
=== Enzyme ===
Enzyme responsive gated materials are another class of gated delivery systems. In these scenarios, enzymes can trigger release of the gates from the scaffolds in drug delivery systems. The mechanism for this type of gate is that certain linkages are used that can be hydrolyzed by select enzymes. The two most popular choices are protease and hyaluronidase. An advantage of using enzyme responsive triggers is that there is a large amount of substrate specificity, and the enzymes are able to trigger their target with high selectivity, even under mild conditions. Another advantage of this system is that enzymes are found throughout the entire body and work on almost all biological processes so the delivery system could potentially be activated in any part of the body during many points within a singular process. One study done by the Martinez-Manez lab in Valencia, Spain aimed to generate MSNs linked to poly-l-glutamic acid (PGA) gates through peptide bonds. The trigger for this system was the presence of a lysosomal proteolytic enzyme (protease), in this case, pronase. The researchers found that in the absence of pronase, the system was only able to release less than 20% of its cargo in 24 hours, however, in the presence of pronase, there was a 90% release of cargo within 5 hours.

=== Magnetic and temperature ===
Within the topic of gated drug delivery systems, utilizing magnetic forces generally goes hand in hand with temperature stimulus. The phenomenon of magnetic hyperthermia is when superparamagnetic nanoparticles reorient themselves after being exposed to heat generated by an alternating magnetic field (AMF). This concept has been utilized within the drug delivery field wherein gatekeepers are magnetically linked to the scaffolding and upon the application of heat, reorient and allow for the release of drug. This particular method has not been researched as heavily given the drawback that high energy is needed to produce the AMF and uncap the system. However, the Vallet-Regi lab based in Madrid, Spain decided to investigate the possibility of using magnetic gates bound to the scaffold using DNA. The lab generated oligonucleotide-modified superparamagnetic mesoporous silica nanoparticles. They capped the scaffolding using iron oxide nanoparticles that carried complementary DNA to the scaffold's oligonucleotide sequence. What the lab found was that they were able to cap their system due to the DNA coming together and creating a double strand. Upon heating the system using an AMF, the DNA bonds detached, the system became uncapped, and the drug was able to be released. Furthermore, the lab found that this linkage was reversible. As temperature was reduced, the DNA was able to re-link to its complementary half. This study was able to illustrate the possibility of having a drug delivery system that could be remotely triggered and exhibit an on-off switch.

=== Electrostatic ===
Researchers started investigating electrostatic gating because some trigger drug delivery systems on the market are not entirely feasible. The main complaint of these other systems is that continual external stimulation is required for the therapy to function. In order to combat this complaint, the Grattoni lab in Houston, Texas started working on a drug delivery system that utilized electrostatic gating. The researchers generated a silicon carbide coated nanofluidic membrane that would have controlled release of a drug when a buried electrode was exposed to low intensity voltage. What the researchers found was that their device was able to successfully release drug and do it in such a way that drug release was proportional to the applied voltage. They also found that the device was chemically inert, making it feasible for long term implantation.

▶ DATA SECTION:
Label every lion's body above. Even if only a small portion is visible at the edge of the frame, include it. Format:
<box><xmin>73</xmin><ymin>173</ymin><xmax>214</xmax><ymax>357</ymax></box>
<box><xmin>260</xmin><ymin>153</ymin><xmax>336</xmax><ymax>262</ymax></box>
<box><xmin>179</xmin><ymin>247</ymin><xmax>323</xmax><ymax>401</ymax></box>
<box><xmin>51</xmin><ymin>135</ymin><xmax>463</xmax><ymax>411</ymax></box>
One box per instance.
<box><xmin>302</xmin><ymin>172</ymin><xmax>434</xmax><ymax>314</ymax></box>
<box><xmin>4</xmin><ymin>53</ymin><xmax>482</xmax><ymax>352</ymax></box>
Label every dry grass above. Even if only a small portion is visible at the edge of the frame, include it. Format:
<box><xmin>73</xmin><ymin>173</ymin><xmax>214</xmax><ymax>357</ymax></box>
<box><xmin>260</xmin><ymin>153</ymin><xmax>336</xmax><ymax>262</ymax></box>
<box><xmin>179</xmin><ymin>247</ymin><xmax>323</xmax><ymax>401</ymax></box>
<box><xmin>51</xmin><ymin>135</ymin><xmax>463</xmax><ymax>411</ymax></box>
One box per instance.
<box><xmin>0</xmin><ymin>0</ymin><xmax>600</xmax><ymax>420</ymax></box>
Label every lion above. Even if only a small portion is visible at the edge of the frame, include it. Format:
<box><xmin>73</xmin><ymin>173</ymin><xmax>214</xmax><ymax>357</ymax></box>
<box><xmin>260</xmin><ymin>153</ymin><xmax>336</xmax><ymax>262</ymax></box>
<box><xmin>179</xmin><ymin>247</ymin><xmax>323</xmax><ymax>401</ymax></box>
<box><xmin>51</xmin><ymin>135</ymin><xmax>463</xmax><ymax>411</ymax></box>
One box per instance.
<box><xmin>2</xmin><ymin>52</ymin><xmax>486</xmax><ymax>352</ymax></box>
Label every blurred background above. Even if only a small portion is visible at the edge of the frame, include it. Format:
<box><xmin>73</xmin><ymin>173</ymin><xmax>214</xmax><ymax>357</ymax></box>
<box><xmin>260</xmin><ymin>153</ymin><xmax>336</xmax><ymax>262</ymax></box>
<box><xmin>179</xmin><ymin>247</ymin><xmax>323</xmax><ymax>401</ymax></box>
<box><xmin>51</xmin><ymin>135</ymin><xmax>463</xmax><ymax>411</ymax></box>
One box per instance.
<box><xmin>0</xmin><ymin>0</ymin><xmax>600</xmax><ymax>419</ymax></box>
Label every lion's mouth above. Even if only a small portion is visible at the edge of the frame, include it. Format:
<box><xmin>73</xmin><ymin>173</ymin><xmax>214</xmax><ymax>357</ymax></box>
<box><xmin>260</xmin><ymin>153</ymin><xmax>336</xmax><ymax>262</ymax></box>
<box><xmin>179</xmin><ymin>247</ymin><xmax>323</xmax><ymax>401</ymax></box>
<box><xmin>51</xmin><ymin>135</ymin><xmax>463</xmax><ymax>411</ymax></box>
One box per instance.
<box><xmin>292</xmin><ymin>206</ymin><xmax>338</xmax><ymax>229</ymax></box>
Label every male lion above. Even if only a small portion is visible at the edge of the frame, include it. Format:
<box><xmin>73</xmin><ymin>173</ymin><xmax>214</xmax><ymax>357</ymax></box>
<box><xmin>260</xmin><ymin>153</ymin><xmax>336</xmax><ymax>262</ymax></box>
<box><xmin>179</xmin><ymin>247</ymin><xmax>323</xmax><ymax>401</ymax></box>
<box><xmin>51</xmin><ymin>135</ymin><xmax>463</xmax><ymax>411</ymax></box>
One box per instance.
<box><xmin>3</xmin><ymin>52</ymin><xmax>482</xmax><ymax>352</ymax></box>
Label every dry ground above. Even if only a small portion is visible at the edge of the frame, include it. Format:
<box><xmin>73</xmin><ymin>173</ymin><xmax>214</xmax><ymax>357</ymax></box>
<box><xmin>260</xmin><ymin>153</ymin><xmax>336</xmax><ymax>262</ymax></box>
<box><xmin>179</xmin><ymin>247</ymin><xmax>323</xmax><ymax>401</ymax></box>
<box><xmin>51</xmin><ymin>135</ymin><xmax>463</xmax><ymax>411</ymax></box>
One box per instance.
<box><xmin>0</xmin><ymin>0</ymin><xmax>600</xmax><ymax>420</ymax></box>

---

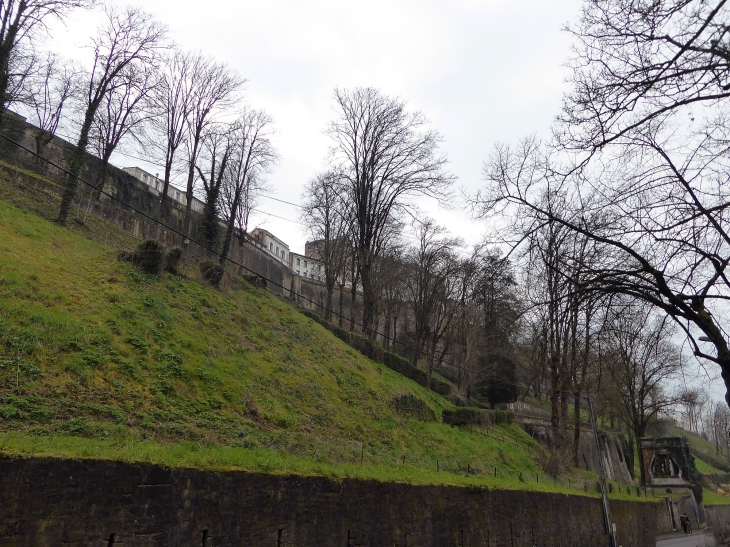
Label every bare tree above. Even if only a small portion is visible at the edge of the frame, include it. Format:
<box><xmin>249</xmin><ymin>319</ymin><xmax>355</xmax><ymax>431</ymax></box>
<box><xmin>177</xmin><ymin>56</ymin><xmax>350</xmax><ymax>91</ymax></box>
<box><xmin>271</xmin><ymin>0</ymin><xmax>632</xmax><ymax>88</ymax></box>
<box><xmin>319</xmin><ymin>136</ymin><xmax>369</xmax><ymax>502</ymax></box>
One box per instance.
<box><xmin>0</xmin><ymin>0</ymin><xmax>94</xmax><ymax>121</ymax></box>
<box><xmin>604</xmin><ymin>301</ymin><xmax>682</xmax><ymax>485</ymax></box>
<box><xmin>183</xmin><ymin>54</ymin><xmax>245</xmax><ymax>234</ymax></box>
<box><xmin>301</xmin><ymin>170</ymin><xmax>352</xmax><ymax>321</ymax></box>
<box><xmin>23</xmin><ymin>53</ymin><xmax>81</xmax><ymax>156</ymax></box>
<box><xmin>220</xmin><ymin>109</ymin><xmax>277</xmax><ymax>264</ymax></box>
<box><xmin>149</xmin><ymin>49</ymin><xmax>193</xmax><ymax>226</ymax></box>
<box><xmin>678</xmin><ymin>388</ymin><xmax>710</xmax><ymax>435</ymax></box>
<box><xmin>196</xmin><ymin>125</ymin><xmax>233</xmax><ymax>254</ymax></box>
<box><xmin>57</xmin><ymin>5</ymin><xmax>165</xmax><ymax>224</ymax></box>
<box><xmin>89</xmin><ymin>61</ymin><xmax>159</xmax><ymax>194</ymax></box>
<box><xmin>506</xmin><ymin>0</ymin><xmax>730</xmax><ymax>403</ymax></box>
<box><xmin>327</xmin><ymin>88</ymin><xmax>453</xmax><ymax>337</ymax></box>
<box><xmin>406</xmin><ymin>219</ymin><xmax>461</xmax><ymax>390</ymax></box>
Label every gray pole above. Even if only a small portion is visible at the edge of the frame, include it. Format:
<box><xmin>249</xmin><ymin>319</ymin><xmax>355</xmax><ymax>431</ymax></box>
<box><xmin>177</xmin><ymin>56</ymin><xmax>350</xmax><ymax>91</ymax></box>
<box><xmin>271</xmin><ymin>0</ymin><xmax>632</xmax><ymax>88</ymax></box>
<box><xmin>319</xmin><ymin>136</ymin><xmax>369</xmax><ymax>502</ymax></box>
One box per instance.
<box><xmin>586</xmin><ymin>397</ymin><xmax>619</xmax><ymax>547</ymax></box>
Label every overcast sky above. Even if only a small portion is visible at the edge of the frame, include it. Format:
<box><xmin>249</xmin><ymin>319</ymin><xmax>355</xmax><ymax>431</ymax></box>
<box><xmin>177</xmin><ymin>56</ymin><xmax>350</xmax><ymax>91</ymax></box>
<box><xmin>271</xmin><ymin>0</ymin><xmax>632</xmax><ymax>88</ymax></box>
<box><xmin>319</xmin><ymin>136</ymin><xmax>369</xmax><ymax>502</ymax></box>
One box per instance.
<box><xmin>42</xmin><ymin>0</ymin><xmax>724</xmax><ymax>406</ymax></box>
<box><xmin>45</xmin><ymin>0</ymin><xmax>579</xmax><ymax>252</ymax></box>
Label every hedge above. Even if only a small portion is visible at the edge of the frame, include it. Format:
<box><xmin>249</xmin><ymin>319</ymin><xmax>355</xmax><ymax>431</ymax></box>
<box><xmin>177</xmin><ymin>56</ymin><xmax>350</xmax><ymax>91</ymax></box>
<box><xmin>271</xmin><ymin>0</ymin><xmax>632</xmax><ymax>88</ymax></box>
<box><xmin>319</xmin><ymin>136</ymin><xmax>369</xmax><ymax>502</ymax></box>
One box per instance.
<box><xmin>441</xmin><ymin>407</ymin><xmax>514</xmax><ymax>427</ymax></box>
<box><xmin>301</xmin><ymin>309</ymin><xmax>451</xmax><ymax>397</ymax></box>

▶ TASK:
Please answer these questions from the text on gated drug delivery systems:
1. Which enzyme triggered release in the Martinez-Manez lab study?
2. What did the Vallet-Regi lab use to cap its scaffolding?
3. What coated the nanofluidic membrane built by the Grattoni lab?
The data has no part in this exercise.

▶ EXERCISE ANSWER:
1. Pronase
2. Iron oxide nanoparticles that carried DNA complementary to the scaffold's oligonucleotide sequence
3. Silicon carbide